Exercise directions ▸
Rewrite every one of the records below with each "disc" changed to "circle" and nothing else altered.
════
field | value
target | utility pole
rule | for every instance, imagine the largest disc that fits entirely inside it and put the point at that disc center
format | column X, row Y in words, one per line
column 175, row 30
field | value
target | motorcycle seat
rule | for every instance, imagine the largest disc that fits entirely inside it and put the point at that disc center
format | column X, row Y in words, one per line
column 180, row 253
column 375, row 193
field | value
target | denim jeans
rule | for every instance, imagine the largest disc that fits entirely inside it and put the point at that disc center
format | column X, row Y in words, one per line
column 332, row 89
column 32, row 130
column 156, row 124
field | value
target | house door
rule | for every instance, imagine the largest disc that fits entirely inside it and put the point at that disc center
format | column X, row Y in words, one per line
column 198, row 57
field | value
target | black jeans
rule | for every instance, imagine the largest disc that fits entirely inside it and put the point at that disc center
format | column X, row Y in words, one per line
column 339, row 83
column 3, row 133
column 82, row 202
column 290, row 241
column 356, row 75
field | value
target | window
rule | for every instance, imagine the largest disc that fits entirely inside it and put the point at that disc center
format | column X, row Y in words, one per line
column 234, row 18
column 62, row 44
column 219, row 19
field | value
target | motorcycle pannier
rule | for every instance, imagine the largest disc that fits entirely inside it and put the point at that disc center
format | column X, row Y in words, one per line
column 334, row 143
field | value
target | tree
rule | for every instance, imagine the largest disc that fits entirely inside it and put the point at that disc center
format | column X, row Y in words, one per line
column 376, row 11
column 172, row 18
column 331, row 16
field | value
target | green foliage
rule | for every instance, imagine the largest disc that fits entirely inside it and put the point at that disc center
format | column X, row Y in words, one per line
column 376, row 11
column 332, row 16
════
Complete answer ▸
field | value
target | utility pole
rule | for every instance, imagine the largest circle that fits entirely inside it and put the point at that circle center
format | column X, row Y in words, one per line
column 175, row 30
field | value
target | motorcycle seat
rule | for every instance, imagine the largest circle that fits entirely inside it and put the point at that circle center
format | column X, row Y in words, one per line
column 180, row 253
column 375, row 193
field | value
target | denim jeans
rule | for every instance, imagine the largest circle that fits entirely inside it and put the point at that circle center
format | column X, row Y in words, one per line
column 332, row 89
column 32, row 130
column 156, row 124
field | value
target | house door
rule | for every instance, imagine the largest circle that fits entirely inside it and put the point at that circle center
format | column X, row Y in words, one per line
column 198, row 57
field | value
target | black jeans
rule | for every instance, imagine the largest circle that fits entirely inside it and put the point at that circle center
format | column X, row Y in words, one per line
column 339, row 83
column 3, row 133
column 82, row 202
column 290, row 241
column 356, row 75
field | value
target | window
rule | for every instance, imagine the largest circle that fits entirely inside it and put the point at that circle center
format | column X, row Y in words, one per line
column 234, row 18
column 62, row 44
column 219, row 19
field | value
target | motorcycle pannier
rule | for every instance, imagine the largest circle that fits entirely inside it and put the point at that circle center
format | column X, row Y in words, one per line
column 334, row 143
field | value
target | tree
rule | for every instance, imagine the largest circle that fits entirely inside it and put the point at that circle center
format | column X, row Y in words, one per line
column 376, row 11
column 172, row 18
column 331, row 16
field | value
target | green foliage
rule | for every instance, imagine the largest circle that fits entirely inside it and put the point at that circle center
format | column X, row Y in words, one per line
column 376, row 11
column 332, row 16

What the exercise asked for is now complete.